▸ What to do: Every line from the line containing "Target: lion's eye" through the final line of the data is to be printed exactly; no other line is to appear.

═══ Information provided

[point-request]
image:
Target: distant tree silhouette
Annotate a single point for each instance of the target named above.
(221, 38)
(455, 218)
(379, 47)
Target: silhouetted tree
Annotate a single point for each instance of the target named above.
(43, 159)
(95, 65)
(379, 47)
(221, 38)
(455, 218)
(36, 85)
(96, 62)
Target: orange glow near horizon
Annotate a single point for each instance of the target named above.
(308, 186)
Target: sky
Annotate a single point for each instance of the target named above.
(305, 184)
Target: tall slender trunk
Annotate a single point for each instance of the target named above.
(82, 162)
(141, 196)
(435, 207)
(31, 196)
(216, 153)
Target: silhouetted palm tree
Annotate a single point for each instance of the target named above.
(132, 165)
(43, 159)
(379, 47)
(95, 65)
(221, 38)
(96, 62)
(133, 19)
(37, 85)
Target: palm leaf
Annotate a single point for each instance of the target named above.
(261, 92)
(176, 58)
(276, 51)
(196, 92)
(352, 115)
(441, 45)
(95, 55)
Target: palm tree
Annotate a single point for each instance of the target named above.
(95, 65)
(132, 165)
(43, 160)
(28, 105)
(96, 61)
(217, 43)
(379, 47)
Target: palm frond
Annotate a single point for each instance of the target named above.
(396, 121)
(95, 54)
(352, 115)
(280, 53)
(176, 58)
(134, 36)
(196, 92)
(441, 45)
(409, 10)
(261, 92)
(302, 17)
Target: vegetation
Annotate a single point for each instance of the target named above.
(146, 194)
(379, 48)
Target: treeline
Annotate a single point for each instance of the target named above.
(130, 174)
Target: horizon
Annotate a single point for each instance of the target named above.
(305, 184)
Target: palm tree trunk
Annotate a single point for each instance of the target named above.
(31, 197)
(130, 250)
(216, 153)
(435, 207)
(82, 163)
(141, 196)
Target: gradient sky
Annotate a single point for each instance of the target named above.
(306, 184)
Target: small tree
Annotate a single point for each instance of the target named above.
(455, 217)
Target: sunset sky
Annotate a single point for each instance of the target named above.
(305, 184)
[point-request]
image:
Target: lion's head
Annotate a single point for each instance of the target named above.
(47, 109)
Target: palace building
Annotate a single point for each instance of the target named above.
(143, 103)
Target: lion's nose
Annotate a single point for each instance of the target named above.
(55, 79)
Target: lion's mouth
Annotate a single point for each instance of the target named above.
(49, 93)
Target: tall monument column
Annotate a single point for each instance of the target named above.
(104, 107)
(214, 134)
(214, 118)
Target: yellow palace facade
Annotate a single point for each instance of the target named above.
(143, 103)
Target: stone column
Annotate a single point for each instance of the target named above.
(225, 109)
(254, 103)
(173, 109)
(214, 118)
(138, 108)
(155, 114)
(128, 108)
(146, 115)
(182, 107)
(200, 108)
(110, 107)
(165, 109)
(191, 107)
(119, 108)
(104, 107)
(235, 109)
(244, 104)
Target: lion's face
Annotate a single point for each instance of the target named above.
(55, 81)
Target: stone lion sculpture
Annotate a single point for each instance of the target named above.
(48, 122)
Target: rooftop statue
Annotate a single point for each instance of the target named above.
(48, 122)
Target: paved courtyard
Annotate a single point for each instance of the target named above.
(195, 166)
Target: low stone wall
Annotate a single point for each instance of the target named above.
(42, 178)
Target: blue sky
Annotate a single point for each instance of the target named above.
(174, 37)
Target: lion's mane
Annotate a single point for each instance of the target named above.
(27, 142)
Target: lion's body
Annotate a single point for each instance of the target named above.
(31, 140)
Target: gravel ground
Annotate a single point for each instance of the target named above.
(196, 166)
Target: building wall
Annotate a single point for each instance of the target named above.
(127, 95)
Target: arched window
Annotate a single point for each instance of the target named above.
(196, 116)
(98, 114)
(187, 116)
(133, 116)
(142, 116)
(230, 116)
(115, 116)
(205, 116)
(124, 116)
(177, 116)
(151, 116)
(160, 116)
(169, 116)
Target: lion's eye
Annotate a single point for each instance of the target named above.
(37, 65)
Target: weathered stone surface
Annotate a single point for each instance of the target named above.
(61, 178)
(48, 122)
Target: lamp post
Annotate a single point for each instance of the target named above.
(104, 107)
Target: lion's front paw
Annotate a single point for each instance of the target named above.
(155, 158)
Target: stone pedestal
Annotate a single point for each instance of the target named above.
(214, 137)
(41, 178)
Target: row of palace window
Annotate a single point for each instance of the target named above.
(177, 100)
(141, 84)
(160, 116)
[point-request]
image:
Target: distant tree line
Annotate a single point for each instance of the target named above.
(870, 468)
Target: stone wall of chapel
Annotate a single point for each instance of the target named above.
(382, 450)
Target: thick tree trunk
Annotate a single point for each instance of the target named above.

══════

▸ Complete response:
Target: lion's eye
Annotate a single point for each instance of the target named above.
(37, 65)
Target: weathered stone surface
Annotate a single point for each instance of the target named above.
(61, 178)
(48, 122)
Target: lamp post
Annotate a single point for each instance of the target named above.
(104, 107)
Target: lion's front paw
Annotate a single point for each instance of the target named above.
(155, 158)
Target: stone pedestal
Annotate a single point for each instance of the target named above.
(214, 137)
(41, 178)
Target: row of palace window
Annotate a single point for each instance of the target named above.
(177, 100)
(141, 84)
(160, 116)
[point-request]
image:
Target: distant tree line
Annotate a single point for each instance of the target named above.
(870, 468)
Target: stone wall of chapel
Annotate a single point for each instance of the target named above.
(382, 450)
Target: thick tree trunk
Annotate a single point for each instance of the target named above.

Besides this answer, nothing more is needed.